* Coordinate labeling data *

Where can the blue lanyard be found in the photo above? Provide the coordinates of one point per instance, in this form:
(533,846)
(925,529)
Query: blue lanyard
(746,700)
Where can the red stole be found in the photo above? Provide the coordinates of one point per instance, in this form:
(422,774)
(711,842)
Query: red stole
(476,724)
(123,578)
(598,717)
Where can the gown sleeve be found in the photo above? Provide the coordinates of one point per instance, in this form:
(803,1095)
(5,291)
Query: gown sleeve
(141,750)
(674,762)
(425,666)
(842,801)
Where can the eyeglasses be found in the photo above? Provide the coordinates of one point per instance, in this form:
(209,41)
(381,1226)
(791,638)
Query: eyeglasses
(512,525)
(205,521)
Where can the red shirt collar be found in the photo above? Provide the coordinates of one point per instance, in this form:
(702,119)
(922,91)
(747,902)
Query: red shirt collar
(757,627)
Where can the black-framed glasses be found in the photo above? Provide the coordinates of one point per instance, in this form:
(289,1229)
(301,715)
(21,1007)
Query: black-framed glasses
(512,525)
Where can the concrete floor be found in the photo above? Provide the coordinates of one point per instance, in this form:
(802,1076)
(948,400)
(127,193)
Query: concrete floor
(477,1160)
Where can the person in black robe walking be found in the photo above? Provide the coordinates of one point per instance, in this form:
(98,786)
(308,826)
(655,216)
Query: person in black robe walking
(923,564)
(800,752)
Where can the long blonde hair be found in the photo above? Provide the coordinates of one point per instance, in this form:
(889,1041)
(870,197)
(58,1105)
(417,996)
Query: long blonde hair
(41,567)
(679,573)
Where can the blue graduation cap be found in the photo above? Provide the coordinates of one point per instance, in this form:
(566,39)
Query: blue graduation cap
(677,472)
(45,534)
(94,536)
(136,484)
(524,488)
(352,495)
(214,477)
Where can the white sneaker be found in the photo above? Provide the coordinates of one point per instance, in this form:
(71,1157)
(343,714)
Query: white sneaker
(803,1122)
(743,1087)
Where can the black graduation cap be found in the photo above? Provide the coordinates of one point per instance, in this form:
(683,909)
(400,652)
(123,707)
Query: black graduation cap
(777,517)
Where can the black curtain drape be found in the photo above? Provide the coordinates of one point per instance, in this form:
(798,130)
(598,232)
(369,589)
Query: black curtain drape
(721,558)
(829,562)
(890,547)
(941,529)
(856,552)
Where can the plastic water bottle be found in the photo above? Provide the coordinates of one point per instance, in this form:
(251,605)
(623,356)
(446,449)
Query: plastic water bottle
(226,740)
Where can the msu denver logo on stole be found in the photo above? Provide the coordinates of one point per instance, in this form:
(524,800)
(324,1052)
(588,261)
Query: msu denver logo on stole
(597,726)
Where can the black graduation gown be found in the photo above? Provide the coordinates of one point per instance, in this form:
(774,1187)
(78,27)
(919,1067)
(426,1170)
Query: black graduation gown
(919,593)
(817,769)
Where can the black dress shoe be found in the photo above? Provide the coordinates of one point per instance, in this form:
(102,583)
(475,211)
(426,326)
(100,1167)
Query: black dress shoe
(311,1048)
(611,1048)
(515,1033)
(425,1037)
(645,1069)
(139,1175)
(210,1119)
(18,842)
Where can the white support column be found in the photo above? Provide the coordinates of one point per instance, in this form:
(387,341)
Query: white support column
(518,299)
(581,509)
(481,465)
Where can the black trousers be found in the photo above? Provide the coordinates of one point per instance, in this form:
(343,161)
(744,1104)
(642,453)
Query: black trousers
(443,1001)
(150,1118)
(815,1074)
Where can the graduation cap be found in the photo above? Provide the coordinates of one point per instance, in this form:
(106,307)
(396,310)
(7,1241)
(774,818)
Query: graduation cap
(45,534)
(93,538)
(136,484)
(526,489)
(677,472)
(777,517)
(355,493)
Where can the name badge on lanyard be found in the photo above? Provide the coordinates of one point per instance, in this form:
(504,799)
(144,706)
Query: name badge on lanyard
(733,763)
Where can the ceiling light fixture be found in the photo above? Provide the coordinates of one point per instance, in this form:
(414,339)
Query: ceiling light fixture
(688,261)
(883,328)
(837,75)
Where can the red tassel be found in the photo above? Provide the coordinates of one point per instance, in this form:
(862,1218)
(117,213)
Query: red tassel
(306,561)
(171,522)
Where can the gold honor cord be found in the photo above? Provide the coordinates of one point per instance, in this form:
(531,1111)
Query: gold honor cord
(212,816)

* TASK DETAILS *
Please convert all of the data above into a JSON list of strings, with one string for each line and any blank lines omitted.

* IN RESPONSE *
[
  "Where can the blue lanyard be found in the photo above? Provide the coordinates of one point per instance, in this form:",
  "(533,846)",
  "(925,529)",
  "Query: blue lanyard",
  "(746,700)",
  "Where can the red stole be found in the photo above? Provide the coordinates of one point per instance, in this form:",
  "(422,774)",
  "(711,842)",
  "Query: red stole",
  "(476,724)",
  "(123,578)",
  "(598,717)",
  "Where can the gown sleeve be found in the photo above? Provide the coordinates of one point per instance, in this form:",
  "(803,1095)",
  "(5,291)",
  "Query: gown sleeve",
  "(141,750)",
  "(674,762)",
  "(425,666)",
  "(842,801)",
  "Where can the eyeglasses be found in the photo above? Provide the coordinates of one point per instance, in this form:",
  "(209,41)",
  "(381,1226)",
  "(791,638)",
  "Query: eyeglasses",
  "(512,525)",
  "(205,521)",
  "Where can the red shirt collar be found in the photo above? Provide the coordinates of one point per instance, in this form:",
  "(702,119)",
  "(922,91)",
  "(747,902)",
  "Query: red shirt collar",
  "(757,627)",
  "Where can the black-framed glasses be found in the photo above? Provide the coordinates of one point per instance, in this form:",
  "(289,1229)",
  "(301,715)",
  "(21,1007)",
  "Query: black-framed glasses",
  "(512,525)",
  "Where can the concrete floor be found in the photo above? Provide the coordinates of one point per instance, in this form:",
  "(802,1076)",
  "(948,400)",
  "(127,193)",
  "Query: concrete floor",
  "(477,1160)",
  "Where can the person in black robe walking be found in the photo above? Provide the coordinates of one point per instance, in this form:",
  "(98,786)",
  "(308,826)",
  "(655,216)",
  "Query: person in black robe walking",
  "(923,564)",
  "(800,752)",
  "Where can the long blonde hair be found in the photo above? Provide the coordinates of one point per instance, in this form:",
  "(889,1041)",
  "(870,197)",
  "(58,1105)",
  "(417,996)",
  "Query: long blonde hair",
  "(41,567)",
  "(679,573)",
  "Where can the blue graduation cap be found in the photo above? Provide the coordinates of one point per instance, in this form:",
  "(566,39)",
  "Query: blue graduation cap",
  "(677,472)",
  "(45,534)",
  "(94,536)",
  "(136,484)",
  "(524,488)",
  "(352,495)",
  "(214,477)",
  "Where can the white sneaker be found in the photo above? Provide the coordinates of one point per instance, in this form:",
  "(71,1157)",
  "(343,714)",
  "Query: white sneaker",
  "(803,1122)",
  "(743,1087)",
  "Where can the black graduation cap be found in the photo above? Provide the coordinates of one point per instance, in this form:",
  "(683,909)",
  "(400,652)",
  "(123,707)",
  "Query: black graduation cap",
  "(777,517)",
  "Where can the black curtain drape be found in the photo above? Provide the coordinates of one point per instance, in this form:",
  "(798,130)",
  "(598,232)",
  "(369,589)",
  "Query: black curtain drape",
  "(721,558)",
  "(829,562)",
  "(890,547)",
  "(941,529)",
  "(856,552)",
  "Where can the plastic water bottle be found in the photo above? Provide the coordinates of one point per instance, in this form:",
  "(251,605)",
  "(623,356)",
  "(446,449)",
  "Query: plastic water bottle",
  "(226,740)",
  "Where can the msu denver logo on stole be found in the photo above? Provide the coordinates of one point per instance, in this form:",
  "(524,800)",
  "(324,1052)",
  "(588,261)",
  "Query: msu denver logo on stole",
  "(597,726)",
  "Where can the black graduation gown be found in the photo above? Provide the coordinates of one point per instance, in this form:",
  "(774,1187)",
  "(78,27)",
  "(919,1067)",
  "(426,1170)",
  "Query: black graduation gown",
  "(919,593)",
  "(817,769)",
  "Where can the black dress shoe be found in the photo above? Provide the coordinates of one point per instance, in this form:",
  "(102,583)",
  "(475,211)",
  "(426,326)",
  "(100,1167)",
  "Query: black dress shoe",
  "(311,1048)",
  "(611,1048)",
  "(515,1033)",
  "(425,1037)",
  "(645,1069)",
  "(139,1175)",
  "(210,1119)",
  "(18,842)",
  "Where can the white support column be found in the photo above? Provide the coordinates of one point per instance, in this form:",
  "(387,341)",
  "Query: white support column",
  "(518,299)",
  "(581,509)",
  "(481,465)",
  "Where can the black trousers be found in the photo above? Provide the coordinates of one point per instance, in this form:",
  "(343,161)",
  "(744,1104)",
  "(642,453)",
  "Query: black trousers",
  "(443,1001)",
  "(150,1118)",
  "(815,1074)",
  "Where can the graduation cap be found in the photo above? Provide the coordinates of one point per instance, in this form:",
  "(106,307)",
  "(396,310)",
  "(7,1241)",
  "(774,818)",
  "Query: graduation cap",
  "(45,534)",
  "(93,538)",
  "(136,484)",
  "(526,489)",
  "(677,472)",
  "(777,517)",
  "(355,493)",
  "Where can the name badge on lanyard be found in the photo above? Provide the coordinates of one point per instance, in this form:",
  "(504,799)",
  "(144,706)",
  "Query: name badge on lanyard",
  "(733,763)",
  "Where can the ceiling light fixture be found in the photo above? Provide the coordinates of one point per instance, in this form:",
  "(414,339)",
  "Query: ceiling light fixture",
  "(688,261)",
  "(883,328)",
  "(837,75)",
  "Where can the red tassel be found in the photo above? Provide the coordinates of one point per instance, in this form:",
  "(862,1218)",
  "(117,213)",
  "Query: red tassel",
  "(306,561)",
  "(171,522)",
  "Where can the gold honor cord be found in the photo above? Provide the coordinates of one point per instance, in this form:",
  "(531,1111)",
  "Query: gold honor cord",
  "(212,816)"
]